» **INSTRUCTIONS FOR THE TASK**
Count the lines in the records below that contain the string "stadium". Give only the number.

[Begin RECORDS]

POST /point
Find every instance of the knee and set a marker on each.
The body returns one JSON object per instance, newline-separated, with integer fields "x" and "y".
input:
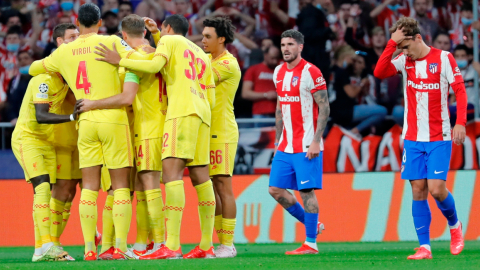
{"x": 273, "y": 191}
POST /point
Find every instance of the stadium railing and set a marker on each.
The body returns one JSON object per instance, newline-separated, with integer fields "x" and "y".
{"x": 241, "y": 121}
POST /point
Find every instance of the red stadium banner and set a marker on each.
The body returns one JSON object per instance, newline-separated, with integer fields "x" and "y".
{"x": 346, "y": 154}
{"x": 371, "y": 206}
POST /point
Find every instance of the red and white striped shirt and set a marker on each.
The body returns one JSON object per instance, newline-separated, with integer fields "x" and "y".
{"x": 295, "y": 88}
{"x": 426, "y": 84}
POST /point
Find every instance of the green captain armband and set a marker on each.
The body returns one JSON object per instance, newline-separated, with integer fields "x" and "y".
{"x": 132, "y": 77}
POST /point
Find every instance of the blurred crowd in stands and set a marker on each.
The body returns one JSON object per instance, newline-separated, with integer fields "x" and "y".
{"x": 344, "y": 38}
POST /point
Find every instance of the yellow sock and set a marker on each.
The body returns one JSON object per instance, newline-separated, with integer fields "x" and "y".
{"x": 228, "y": 227}
{"x": 38, "y": 238}
{"x": 107, "y": 220}
{"x": 218, "y": 227}
{"x": 42, "y": 211}
{"x": 174, "y": 205}
{"x": 66, "y": 215}
{"x": 156, "y": 214}
{"x": 142, "y": 219}
{"x": 88, "y": 218}
{"x": 56, "y": 217}
{"x": 122, "y": 215}
{"x": 206, "y": 211}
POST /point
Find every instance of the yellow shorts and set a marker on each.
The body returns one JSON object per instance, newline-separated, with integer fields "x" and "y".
{"x": 148, "y": 155}
{"x": 68, "y": 166}
{"x": 36, "y": 160}
{"x": 104, "y": 144}
{"x": 187, "y": 138}
{"x": 106, "y": 181}
{"x": 222, "y": 158}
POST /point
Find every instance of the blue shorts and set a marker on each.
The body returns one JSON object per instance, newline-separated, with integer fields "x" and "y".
{"x": 295, "y": 171}
{"x": 426, "y": 160}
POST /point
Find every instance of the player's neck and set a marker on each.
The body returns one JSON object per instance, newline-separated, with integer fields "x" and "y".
{"x": 294, "y": 63}
{"x": 218, "y": 52}
{"x": 136, "y": 42}
{"x": 425, "y": 51}
{"x": 85, "y": 31}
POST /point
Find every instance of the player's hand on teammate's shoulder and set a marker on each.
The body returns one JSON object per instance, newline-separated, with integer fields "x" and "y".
{"x": 399, "y": 36}
{"x": 151, "y": 25}
{"x": 459, "y": 134}
{"x": 148, "y": 49}
{"x": 84, "y": 105}
{"x": 313, "y": 150}
{"x": 109, "y": 56}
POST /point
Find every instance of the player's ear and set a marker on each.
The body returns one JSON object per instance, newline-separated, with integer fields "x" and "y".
{"x": 221, "y": 40}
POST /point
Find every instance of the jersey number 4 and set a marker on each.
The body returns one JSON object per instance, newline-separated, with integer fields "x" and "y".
{"x": 192, "y": 72}
{"x": 82, "y": 78}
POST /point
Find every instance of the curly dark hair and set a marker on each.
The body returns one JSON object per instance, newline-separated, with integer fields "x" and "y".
{"x": 223, "y": 27}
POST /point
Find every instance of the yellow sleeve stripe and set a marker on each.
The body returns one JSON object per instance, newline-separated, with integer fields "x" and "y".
{"x": 218, "y": 73}
{"x": 129, "y": 54}
{"x": 164, "y": 55}
{"x": 43, "y": 64}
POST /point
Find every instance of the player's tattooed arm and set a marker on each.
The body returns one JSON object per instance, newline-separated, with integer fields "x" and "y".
{"x": 321, "y": 98}
{"x": 44, "y": 117}
{"x": 278, "y": 122}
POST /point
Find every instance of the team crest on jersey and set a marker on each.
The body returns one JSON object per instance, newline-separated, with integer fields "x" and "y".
{"x": 294, "y": 81}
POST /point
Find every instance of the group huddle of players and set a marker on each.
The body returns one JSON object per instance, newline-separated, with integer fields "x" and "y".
{"x": 181, "y": 115}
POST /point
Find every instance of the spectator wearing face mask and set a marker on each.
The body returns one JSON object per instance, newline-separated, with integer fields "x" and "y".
{"x": 110, "y": 22}
{"x": 110, "y": 5}
{"x": 344, "y": 93}
{"x": 429, "y": 27}
{"x": 8, "y": 58}
{"x": 312, "y": 23}
{"x": 258, "y": 85}
{"x": 388, "y": 12}
{"x": 464, "y": 56}
{"x": 66, "y": 7}
{"x": 17, "y": 87}
{"x": 124, "y": 9}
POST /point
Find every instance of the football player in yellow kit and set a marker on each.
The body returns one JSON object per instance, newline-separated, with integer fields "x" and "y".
{"x": 224, "y": 130}
{"x": 103, "y": 135}
{"x": 65, "y": 142}
{"x": 33, "y": 146}
{"x": 147, "y": 91}
{"x": 187, "y": 72}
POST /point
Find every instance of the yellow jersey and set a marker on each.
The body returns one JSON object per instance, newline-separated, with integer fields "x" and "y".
{"x": 44, "y": 88}
{"x": 150, "y": 104}
{"x": 87, "y": 77}
{"x": 224, "y": 128}
{"x": 187, "y": 74}
{"x": 65, "y": 134}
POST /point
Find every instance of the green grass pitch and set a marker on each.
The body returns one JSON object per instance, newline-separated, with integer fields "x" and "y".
{"x": 389, "y": 255}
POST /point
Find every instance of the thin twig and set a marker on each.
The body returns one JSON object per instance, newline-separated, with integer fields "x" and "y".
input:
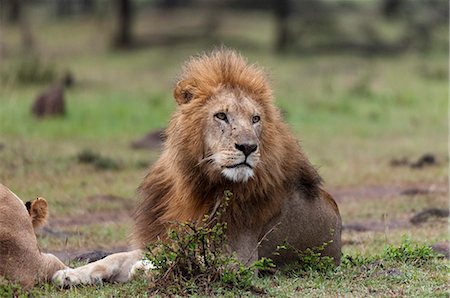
{"x": 260, "y": 241}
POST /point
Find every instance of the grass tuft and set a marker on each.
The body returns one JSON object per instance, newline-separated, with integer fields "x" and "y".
{"x": 195, "y": 260}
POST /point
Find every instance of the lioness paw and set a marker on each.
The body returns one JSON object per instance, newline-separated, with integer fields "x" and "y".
{"x": 72, "y": 277}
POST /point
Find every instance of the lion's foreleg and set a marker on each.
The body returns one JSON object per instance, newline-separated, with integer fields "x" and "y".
{"x": 119, "y": 267}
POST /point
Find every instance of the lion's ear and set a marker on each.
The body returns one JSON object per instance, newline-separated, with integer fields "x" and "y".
{"x": 183, "y": 92}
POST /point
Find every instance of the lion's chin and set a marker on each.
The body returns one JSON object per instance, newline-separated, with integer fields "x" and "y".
{"x": 238, "y": 174}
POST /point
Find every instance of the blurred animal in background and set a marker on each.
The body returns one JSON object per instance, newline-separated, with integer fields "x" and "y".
{"x": 51, "y": 102}
{"x": 227, "y": 134}
{"x": 20, "y": 258}
{"x": 153, "y": 140}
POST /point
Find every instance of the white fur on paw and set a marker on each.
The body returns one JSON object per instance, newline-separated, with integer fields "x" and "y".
{"x": 65, "y": 278}
{"x": 141, "y": 265}
{"x": 71, "y": 277}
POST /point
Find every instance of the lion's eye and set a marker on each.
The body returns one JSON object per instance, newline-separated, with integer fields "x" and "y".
{"x": 221, "y": 116}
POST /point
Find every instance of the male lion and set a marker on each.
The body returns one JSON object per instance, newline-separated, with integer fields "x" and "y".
{"x": 226, "y": 134}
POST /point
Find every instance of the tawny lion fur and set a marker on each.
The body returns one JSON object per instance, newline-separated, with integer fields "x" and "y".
{"x": 20, "y": 258}
{"x": 176, "y": 189}
{"x": 226, "y": 134}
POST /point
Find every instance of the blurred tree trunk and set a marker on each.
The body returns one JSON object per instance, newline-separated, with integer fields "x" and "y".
{"x": 14, "y": 10}
{"x": 282, "y": 11}
{"x": 124, "y": 37}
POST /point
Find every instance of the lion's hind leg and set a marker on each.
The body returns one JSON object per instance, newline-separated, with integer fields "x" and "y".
{"x": 118, "y": 267}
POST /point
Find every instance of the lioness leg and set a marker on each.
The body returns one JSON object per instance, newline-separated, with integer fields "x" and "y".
{"x": 119, "y": 267}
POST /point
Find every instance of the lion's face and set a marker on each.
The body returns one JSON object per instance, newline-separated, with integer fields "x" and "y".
{"x": 232, "y": 135}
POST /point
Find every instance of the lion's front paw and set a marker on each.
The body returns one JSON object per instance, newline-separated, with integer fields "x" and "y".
{"x": 71, "y": 277}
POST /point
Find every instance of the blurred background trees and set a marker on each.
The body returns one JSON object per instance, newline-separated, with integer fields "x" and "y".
{"x": 298, "y": 25}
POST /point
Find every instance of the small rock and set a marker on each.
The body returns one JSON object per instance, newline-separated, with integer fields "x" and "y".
{"x": 424, "y": 215}
{"x": 355, "y": 227}
{"x": 442, "y": 248}
{"x": 50, "y": 102}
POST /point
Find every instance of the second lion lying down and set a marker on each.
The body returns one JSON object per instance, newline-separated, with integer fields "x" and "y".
{"x": 226, "y": 134}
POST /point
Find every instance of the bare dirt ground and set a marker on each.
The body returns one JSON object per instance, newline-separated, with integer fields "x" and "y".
{"x": 58, "y": 226}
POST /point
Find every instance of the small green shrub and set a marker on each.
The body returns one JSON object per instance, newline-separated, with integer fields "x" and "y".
{"x": 408, "y": 251}
{"x": 194, "y": 260}
{"x": 310, "y": 259}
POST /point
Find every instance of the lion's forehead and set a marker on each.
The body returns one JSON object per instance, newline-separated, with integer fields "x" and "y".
{"x": 237, "y": 104}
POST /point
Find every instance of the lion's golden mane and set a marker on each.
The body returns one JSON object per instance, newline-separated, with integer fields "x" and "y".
{"x": 178, "y": 188}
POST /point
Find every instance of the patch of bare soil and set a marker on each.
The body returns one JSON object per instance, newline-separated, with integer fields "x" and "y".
{"x": 343, "y": 195}
{"x": 376, "y": 225}
{"x": 426, "y": 214}
{"x": 442, "y": 248}
{"x": 384, "y": 191}
{"x": 123, "y": 213}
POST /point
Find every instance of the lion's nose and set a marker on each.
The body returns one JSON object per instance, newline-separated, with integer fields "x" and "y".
{"x": 247, "y": 149}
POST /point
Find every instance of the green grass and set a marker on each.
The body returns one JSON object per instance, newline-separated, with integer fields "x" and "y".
{"x": 353, "y": 115}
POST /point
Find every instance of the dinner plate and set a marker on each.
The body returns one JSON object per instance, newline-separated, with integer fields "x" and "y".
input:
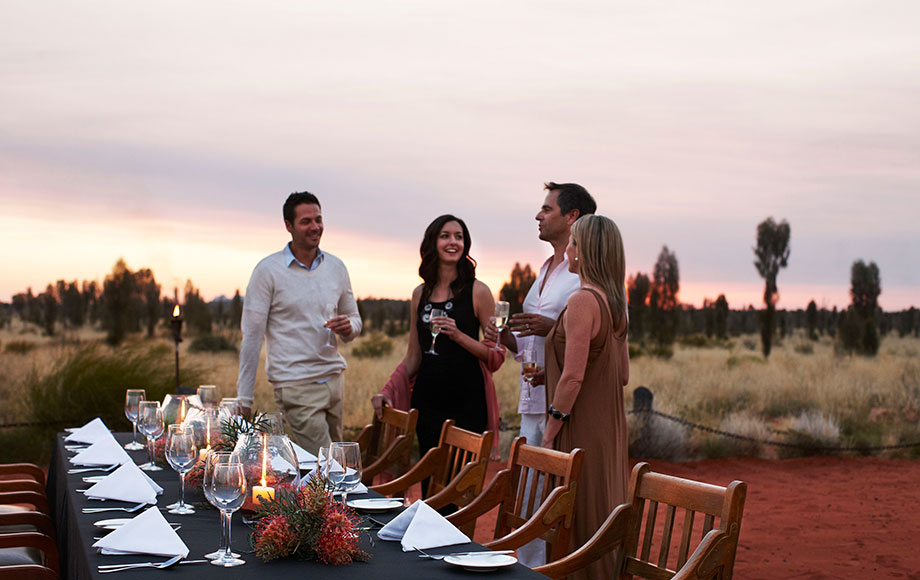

[End RECORDS]

» **EXPECTED ANSWER**
2